DATA SUPPLIED
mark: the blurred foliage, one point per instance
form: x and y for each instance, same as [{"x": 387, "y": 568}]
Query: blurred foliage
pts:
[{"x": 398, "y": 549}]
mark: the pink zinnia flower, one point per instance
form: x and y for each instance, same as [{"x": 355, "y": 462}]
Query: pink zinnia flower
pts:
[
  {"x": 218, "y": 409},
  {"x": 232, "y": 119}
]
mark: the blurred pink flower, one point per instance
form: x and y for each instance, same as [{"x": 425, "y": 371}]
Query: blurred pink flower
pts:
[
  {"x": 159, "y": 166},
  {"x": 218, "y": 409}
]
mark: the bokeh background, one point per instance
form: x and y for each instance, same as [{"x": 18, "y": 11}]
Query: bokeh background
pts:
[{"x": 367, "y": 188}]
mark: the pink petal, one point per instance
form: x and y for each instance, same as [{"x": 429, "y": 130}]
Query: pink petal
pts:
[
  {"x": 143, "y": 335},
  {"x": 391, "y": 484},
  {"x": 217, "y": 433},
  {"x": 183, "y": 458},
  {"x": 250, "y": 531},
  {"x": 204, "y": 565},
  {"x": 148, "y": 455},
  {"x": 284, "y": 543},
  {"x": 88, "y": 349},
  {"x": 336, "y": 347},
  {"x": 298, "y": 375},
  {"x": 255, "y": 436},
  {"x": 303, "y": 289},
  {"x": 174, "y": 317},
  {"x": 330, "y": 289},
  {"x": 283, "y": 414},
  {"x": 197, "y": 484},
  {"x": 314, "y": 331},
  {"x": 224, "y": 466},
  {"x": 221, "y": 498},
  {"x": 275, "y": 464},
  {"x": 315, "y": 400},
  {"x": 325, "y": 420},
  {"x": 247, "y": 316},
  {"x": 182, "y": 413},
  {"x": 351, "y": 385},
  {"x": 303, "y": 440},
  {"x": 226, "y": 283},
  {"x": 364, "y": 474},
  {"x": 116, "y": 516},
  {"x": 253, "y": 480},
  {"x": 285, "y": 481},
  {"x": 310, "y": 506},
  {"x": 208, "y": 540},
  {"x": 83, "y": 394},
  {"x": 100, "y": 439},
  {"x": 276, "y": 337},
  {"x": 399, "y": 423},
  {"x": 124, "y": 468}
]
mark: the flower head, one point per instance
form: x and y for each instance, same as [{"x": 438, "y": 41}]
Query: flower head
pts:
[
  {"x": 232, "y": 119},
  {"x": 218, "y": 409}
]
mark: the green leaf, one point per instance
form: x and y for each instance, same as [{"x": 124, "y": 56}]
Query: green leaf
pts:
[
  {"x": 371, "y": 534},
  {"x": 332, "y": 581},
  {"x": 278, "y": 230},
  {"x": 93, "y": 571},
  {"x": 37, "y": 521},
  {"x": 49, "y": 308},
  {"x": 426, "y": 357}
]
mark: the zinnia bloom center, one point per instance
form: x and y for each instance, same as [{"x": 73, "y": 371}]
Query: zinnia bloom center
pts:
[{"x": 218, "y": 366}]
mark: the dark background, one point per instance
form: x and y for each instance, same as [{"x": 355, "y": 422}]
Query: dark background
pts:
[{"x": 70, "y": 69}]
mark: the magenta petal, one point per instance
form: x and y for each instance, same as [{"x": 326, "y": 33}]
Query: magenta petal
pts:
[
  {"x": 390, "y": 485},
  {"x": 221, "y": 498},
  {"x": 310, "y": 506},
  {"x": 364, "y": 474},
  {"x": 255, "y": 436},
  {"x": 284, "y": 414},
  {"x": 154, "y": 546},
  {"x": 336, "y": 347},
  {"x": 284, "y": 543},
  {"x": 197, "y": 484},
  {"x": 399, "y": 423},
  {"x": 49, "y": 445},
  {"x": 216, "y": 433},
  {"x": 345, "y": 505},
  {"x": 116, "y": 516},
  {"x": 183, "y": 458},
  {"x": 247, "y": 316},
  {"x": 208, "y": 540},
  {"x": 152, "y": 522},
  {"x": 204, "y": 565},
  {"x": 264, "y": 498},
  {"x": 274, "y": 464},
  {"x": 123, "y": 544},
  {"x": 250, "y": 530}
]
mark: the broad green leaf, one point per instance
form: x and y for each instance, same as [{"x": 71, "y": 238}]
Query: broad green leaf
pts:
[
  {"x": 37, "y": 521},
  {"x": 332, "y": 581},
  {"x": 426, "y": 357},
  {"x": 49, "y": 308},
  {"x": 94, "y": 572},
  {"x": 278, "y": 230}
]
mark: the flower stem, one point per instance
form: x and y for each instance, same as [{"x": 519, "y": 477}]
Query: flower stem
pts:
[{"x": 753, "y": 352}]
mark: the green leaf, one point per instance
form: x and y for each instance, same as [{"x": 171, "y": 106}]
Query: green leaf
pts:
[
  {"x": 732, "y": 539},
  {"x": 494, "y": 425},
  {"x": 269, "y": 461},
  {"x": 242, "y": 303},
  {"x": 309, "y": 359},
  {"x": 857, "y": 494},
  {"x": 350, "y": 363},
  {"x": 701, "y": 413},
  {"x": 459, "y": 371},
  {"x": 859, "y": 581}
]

EXERCISE REQUIREMENTS
Return the whole listing exactly, with every line included.

WORKED SOLUTION
mark: the blurred foliage, one point per instance
form: x and y for each instance, same as [{"x": 387, "y": 568}]
Query: blurred foliage
pts:
[{"x": 398, "y": 549}]
mark: the pink zinnia flower, one point per instance
form: x and y for each instance, same as [{"x": 355, "y": 462}]
Query: pink zinnia flower
pts:
[
  {"x": 218, "y": 409},
  {"x": 232, "y": 119}
]
mark: the blurred pink flower, one point per instance
form: x and y for each instance, same as [{"x": 425, "y": 371}]
Query: blurred pink flower
pts:
[
  {"x": 159, "y": 166},
  {"x": 218, "y": 409}
]
mark: the bokeh background, one point per instance
form: x and y for each instance, same as [{"x": 18, "y": 11}]
Query: bokeh background
pts:
[{"x": 367, "y": 188}]
mark: the pink petal, one point per instance
form: x and y for each instance, same as [{"x": 429, "y": 130}]
Query: pink petal
pts:
[
  {"x": 143, "y": 335},
  {"x": 391, "y": 484},
  {"x": 217, "y": 433},
  {"x": 183, "y": 458},
  {"x": 250, "y": 531},
  {"x": 204, "y": 565},
  {"x": 148, "y": 455},
  {"x": 284, "y": 543},
  {"x": 88, "y": 349},
  {"x": 336, "y": 347},
  {"x": 298, "y": 375},
  {"x": 255, "y": 436},
  {"x": 303, "y": 289},
  {"x": 174, "y": 317},
  {"x": 330, "y": 289},
  {"x": 283, "y": 414},
  {"x": 197, "y": 484},
  {"x": 314, "y": 331},
  {"x": 224, "y": 466},
  {"x": 221, "y": 498},
  {"x": 275, "y": 464},
  {"x": 315, "y": 400},
  {"x": 325, "y": 420},
  {"x": 247, "y": 316},
  {"x": 182, "y": 413},
  {"x": 351, "y": 385},
  {"x": 303, "y": 440},
  {"x": 226, "y": 283},
  {"x": 364, "y": 474},
  {"x": 116, "y": 516},
  {"x": 253, "y": 480},
  {"x": 285, "y": 481},
  {"x": 310, "y": 506},
  {"x": 208, "y": 540},
  {"x": 83, "y": 394},
  {"x": 100, "y": 439},
  {"x": 276, "y": 337},
  {"x": 399, "y": 423},
  {"x": 124, "y": 468}
]
mark: the flower head, one point per instance
form: x and y for each instance, same as [{"x": 438, "y": 41}]
Query: flower head
pts:
[
  {"x": 232, "y": 119},
  {"x": 218, "y": 409}
]
mark: the green leaf, one point per instance
form: x and y for each instance, same as [{"x": 124, "y": 56}]
Query: green leaf
pts:
[
  {"x": 371, "y": 534},
  {"x": 332, "y": 581},
  {"x": 278, "y": 230},
  {"x": 93, "y": 571},
  {"x": 37, "y": 521},
  {"x": 49, "y": 308},
  {"x": 426, "y": 357}
]
mark: the zinnia bloom center, one point per instance
form: x and y for each instance, same as [{"x": 73, "y": 371}]
Query: zinnia bloom center
pts:
[{"x": 218, "y": 366}]
mark: the dark background, one point per instance
form: x and y for each instance, same as [{"x": 355, "y": 422}]
Query: dark background
pts:
[{"x": 70, "y": 69}]
mark: the magenta petal, one point per instance
form: x and y for each instance, same as [{"x": 326, "y": 33}]
Query: magenta petal
pts:
[
  {"x": 390, "y": 485},
  {"x": 221, "y": 498},
  {"x": 310, "y": 506},
  {"x": 364, "y": 474},
  {"x": 255, "y": 436},
  {"x": 284, "y": 414},
  {"x": 154, "y": 546},
  {"x": 336, "y": 347},
  {"x": 284, "y": 543},
  {"x": 197, "y": 484},
  {"x": 399, "y": 423},
  {"x": 49, "y": 445},
  {"x": 216, "y": 433},
  {"x": 345, "y": 505},
  {"x": 116, "y": 516},
  {"x": 183, "y": 458},
  {"x": 247, "y": 316},
  {"x": 208, "y": 540},
  {"x": 152, "y": 522},
  {"x": 204, "y": 565},
  {"x": 264, "y": 498},
  {"x": 274, "y": 464},
  {"x": 123, "y": 544},
  {"x": 250, "y": 530}
]
mark: the broad green leaf, one point per instance
form: x and y for each instance, same as [{"x": 71, "y": 238}]
Query: broad green leaf
pts:
[
  {"x": 37, "y": 521},
  {"x": 332, "y": 581},
  {"x": 426, "y": 357},
  {"x": 49, "y": 308},
  {"x": 94, "y": 572},
  {"x": 278, "y": 230}
]
mark: the flower stem, one point per instance
form: x and y for each instance, same as [{"x": 519, "y": 477}]
Query: flower stem
pts:
[{"x": 753, "y": 352}]
mark: the green leaf, one point per instance
form: x and y for each instance, same as [{"x": 171, "y": 106}]
Query: green leaf
pts:
[
  {"x": 732, "y": 539},
  {"x": 494, "y": 425},
  {"x": 269, "y": 461},
  {"x": 242, "y": 303},
  {"x": 309, "y": 359},
  {"x": 857, "y": 494},
  {"x": 350, "y": 363},
  {"x": 701, "y": 413},
  {"x": 459, "y": 371},
  {"x": 859, "y": 581}
]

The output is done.